(Raw records)
- - - - - - -

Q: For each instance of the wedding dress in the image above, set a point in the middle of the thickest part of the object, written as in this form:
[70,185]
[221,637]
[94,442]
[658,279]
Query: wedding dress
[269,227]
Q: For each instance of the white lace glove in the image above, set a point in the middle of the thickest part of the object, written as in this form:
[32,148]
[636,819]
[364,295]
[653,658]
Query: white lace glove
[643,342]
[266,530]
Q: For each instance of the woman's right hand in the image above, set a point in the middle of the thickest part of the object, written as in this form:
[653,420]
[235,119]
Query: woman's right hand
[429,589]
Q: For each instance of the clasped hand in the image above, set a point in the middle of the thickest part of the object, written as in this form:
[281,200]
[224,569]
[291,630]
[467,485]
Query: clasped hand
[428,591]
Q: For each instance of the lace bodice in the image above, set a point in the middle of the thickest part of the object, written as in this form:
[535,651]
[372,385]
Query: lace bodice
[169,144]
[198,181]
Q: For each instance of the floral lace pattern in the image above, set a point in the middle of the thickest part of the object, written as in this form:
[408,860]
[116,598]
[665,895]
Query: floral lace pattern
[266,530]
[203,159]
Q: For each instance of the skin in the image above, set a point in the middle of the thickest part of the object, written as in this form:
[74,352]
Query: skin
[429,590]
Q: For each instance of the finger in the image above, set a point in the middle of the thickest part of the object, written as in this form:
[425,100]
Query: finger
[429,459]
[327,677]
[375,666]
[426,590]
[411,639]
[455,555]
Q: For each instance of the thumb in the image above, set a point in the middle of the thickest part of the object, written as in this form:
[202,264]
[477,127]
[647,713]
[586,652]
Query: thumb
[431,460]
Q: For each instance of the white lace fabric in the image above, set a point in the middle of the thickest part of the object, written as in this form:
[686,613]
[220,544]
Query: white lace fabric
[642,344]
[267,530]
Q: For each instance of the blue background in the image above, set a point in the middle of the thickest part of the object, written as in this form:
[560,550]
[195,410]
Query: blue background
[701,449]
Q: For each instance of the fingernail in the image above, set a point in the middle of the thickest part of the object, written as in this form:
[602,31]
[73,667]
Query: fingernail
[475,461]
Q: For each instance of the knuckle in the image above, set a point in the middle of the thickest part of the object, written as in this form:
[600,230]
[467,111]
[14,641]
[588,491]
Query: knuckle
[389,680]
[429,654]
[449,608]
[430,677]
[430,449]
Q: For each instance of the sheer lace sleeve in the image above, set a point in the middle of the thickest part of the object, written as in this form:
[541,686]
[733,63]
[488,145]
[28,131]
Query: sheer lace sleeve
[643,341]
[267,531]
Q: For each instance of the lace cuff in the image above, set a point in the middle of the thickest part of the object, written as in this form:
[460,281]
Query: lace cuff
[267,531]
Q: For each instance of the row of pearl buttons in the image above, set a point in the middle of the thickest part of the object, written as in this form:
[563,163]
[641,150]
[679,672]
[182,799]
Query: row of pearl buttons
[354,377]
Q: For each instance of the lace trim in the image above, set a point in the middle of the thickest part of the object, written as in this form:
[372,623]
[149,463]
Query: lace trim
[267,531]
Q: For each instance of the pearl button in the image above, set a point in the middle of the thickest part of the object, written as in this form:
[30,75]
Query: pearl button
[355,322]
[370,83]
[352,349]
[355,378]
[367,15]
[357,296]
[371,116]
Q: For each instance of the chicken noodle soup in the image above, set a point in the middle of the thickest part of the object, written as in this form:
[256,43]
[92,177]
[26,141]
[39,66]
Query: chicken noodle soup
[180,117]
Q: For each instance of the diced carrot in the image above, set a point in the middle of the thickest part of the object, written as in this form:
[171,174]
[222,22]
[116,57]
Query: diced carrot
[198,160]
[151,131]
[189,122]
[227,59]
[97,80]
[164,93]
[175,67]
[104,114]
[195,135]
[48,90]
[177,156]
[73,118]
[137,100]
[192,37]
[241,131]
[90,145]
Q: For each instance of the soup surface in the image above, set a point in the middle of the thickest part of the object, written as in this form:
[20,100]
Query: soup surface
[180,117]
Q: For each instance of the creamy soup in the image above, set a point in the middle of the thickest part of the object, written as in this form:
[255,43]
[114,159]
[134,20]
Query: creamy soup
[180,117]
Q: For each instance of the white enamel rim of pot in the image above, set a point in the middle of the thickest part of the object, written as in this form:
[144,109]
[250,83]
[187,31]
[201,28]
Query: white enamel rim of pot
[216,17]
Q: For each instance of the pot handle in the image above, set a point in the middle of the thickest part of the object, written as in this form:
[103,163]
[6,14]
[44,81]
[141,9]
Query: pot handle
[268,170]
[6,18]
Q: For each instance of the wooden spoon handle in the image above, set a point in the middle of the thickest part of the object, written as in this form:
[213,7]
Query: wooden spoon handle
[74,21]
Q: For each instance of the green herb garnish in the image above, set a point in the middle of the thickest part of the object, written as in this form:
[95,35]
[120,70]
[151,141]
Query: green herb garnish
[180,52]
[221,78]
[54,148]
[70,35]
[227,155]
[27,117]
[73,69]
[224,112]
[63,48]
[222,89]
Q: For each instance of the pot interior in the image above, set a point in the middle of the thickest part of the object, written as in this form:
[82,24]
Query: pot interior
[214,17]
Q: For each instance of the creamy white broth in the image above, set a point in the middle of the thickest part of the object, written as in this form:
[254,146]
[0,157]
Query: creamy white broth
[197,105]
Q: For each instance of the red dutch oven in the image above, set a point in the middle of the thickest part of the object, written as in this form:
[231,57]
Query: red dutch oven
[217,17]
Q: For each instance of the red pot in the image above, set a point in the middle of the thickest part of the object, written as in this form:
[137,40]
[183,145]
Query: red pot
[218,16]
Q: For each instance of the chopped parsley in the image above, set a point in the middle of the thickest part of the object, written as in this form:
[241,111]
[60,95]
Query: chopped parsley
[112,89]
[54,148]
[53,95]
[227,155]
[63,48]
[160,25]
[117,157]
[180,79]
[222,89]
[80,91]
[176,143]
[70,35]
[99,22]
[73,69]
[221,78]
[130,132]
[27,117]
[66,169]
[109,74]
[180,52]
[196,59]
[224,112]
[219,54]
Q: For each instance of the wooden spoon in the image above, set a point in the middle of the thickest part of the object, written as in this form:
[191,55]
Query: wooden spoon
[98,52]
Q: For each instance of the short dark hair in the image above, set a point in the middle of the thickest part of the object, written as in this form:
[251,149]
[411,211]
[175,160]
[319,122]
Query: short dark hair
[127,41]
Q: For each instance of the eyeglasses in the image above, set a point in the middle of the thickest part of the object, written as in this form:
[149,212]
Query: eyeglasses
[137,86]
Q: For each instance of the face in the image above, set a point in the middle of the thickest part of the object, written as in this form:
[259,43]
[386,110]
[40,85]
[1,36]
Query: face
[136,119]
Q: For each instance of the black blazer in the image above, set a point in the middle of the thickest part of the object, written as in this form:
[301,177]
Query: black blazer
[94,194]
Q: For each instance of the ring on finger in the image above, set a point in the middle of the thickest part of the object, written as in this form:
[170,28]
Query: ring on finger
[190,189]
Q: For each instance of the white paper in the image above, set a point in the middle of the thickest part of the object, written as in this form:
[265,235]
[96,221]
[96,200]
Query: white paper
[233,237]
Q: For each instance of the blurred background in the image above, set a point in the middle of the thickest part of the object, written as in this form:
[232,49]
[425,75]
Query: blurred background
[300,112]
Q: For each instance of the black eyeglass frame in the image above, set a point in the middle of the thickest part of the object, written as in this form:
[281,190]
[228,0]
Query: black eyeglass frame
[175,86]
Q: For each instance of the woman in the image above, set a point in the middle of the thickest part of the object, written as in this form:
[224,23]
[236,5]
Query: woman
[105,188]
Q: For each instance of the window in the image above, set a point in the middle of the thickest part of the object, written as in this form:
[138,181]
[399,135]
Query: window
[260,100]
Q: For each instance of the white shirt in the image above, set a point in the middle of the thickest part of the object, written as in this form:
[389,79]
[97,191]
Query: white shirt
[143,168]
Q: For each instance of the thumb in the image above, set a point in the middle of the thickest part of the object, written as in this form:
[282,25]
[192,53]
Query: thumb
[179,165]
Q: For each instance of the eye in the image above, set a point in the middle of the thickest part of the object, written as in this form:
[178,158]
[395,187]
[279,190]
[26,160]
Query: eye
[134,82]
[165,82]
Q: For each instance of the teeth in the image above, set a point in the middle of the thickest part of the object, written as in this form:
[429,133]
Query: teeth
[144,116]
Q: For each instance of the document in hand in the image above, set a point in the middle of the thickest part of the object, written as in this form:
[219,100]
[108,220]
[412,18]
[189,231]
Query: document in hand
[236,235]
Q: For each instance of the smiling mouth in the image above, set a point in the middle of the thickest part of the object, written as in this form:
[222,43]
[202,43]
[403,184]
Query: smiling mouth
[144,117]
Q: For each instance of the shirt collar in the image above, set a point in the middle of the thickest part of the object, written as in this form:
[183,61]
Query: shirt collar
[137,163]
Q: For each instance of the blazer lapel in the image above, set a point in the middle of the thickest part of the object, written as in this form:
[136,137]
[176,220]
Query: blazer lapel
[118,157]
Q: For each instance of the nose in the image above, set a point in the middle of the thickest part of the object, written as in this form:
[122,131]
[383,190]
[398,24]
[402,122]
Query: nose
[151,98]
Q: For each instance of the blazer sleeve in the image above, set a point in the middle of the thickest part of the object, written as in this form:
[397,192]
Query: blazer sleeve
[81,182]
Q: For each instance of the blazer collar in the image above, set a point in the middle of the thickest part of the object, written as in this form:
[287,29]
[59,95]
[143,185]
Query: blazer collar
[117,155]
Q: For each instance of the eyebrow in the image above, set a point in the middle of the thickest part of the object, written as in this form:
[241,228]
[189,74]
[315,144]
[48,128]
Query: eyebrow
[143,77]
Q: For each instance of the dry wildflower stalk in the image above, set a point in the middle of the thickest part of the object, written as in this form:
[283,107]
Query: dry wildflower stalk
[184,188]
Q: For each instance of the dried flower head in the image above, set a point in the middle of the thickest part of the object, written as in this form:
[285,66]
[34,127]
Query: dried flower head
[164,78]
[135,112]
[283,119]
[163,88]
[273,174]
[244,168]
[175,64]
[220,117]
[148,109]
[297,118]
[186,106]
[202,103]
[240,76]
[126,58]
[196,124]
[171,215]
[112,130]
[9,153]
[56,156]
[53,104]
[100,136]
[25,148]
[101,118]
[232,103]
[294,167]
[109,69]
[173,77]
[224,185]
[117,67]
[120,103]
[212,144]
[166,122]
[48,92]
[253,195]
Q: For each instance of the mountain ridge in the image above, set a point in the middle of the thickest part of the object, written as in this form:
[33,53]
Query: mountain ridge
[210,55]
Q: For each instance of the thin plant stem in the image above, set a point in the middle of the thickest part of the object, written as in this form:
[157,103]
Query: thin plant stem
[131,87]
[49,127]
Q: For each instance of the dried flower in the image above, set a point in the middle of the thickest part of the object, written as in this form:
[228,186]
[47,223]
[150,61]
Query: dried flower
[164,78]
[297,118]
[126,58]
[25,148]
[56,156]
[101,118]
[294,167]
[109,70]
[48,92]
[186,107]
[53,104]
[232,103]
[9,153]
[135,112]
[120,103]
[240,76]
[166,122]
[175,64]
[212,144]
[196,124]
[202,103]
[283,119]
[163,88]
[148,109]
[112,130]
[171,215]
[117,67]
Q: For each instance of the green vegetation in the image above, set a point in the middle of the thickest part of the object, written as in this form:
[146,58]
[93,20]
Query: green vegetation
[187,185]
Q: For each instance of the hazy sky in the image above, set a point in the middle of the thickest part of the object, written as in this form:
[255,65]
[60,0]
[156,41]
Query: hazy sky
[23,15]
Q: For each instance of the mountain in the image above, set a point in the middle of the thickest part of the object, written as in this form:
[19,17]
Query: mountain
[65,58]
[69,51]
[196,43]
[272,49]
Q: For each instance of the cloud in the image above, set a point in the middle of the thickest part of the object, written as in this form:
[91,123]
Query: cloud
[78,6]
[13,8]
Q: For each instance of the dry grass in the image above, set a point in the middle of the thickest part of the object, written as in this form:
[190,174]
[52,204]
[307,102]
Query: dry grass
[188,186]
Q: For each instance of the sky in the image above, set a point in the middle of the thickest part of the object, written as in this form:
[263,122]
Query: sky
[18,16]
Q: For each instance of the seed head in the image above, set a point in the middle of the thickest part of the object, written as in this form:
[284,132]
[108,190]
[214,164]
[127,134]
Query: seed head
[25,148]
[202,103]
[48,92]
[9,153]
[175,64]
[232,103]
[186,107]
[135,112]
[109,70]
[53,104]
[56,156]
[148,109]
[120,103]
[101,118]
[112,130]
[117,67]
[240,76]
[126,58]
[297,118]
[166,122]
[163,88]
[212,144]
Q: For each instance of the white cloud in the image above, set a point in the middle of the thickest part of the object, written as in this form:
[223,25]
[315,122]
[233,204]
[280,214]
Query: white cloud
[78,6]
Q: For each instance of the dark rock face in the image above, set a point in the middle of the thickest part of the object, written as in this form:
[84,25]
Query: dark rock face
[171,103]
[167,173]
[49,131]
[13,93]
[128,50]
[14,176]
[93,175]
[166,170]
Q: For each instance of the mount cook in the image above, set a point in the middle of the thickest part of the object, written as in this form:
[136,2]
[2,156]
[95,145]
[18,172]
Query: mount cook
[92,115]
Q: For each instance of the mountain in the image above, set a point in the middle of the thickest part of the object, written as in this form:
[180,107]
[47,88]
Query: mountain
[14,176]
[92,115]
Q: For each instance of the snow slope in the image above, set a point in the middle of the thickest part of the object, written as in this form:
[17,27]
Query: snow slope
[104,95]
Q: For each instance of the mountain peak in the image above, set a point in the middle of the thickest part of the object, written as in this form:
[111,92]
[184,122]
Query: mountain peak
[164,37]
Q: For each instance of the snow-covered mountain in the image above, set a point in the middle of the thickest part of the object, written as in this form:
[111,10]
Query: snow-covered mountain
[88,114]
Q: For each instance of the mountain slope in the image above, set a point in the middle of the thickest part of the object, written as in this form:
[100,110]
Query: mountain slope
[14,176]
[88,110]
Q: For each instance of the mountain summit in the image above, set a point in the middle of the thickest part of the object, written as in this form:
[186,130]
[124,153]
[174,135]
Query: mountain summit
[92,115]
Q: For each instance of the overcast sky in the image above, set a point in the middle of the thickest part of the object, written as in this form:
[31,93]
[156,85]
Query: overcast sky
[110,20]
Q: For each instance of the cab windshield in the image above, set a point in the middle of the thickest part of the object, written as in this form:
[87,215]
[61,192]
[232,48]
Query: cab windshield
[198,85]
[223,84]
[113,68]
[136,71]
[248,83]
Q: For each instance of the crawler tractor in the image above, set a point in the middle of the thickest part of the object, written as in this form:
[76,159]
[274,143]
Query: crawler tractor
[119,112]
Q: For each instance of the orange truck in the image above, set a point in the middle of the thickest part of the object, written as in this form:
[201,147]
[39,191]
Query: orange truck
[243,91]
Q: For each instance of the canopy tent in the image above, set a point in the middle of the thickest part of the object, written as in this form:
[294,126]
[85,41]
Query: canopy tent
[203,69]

- - - - - - -

--- WRITTEN EXERCISE ---
Extract the lines above from the one containing "Q: For each instance of the snow slope" to the last line, both included, exactly as written.

--- WRITTEN SOLUTION ---
Q: For each instance of the snow slope in the image above, set a point in the middle of the thickest part of the object, written as in this form:
[17,27]
Query: snow slope
[104,95]
Q: For each instance of the mountain peak in the image above, set a point in the middle of the thickest part of the object, written as in this form:
[111,92]
[184,122]
Query: mountain peak
[164,37]
Q: For each instance of the snow-covered mountain in the image above, set a point in the middle of the thickest part of the object, written as in this form:
[111,10]
Query: snow-covered mountain
[88,114]
Q: For each instance of the mountain slope in the image above, set a point in the middle of the thickest part of the object, written as in this form:
[100,110]
Query: mountain slope
[14,176]
[88,110]
Q: For each instance of the mountain summit in the image above, set a point in the middle of the thickest part of the object, written as in this form:
[186,130]
[124,153]
[174,135]
Query: mountain summit
[92,115]
Q: For each instance of the overcast sky in the image above, set a point in the middle of the thickest part of the object, written as in this form:
[31,93]
[156,85]
Query: overcast sky
[110,20]
Q: For each instance of the cab windshield in the image above, set a point in the middle of the thickest part of the object, written as in this form:
[87,215]
[61,192]
[232,48]
Query: cab windshield
[198,85]
[223,84]
[113,68]
[136,71]
[248,83]
Q: For each instance of the crawler tractor in the image above, set a point in the middle of the thickest part of the object, written as in this form:
[76,159]
[274,143]
Query: crawler tractor
[119,112]
Q: For each instance of the orange truck in the image above, set a point in the middle of the thickest part of the object, written as in this form:
[201,147]
[39,191]
Query: orange truck
[243,91]
Q: For each instance of the canopy tent in the image above, set a point in the middle of the thickest part of the object, written as in this form:
[294,126]
[85,41]
Query: canopy tent
[203,69]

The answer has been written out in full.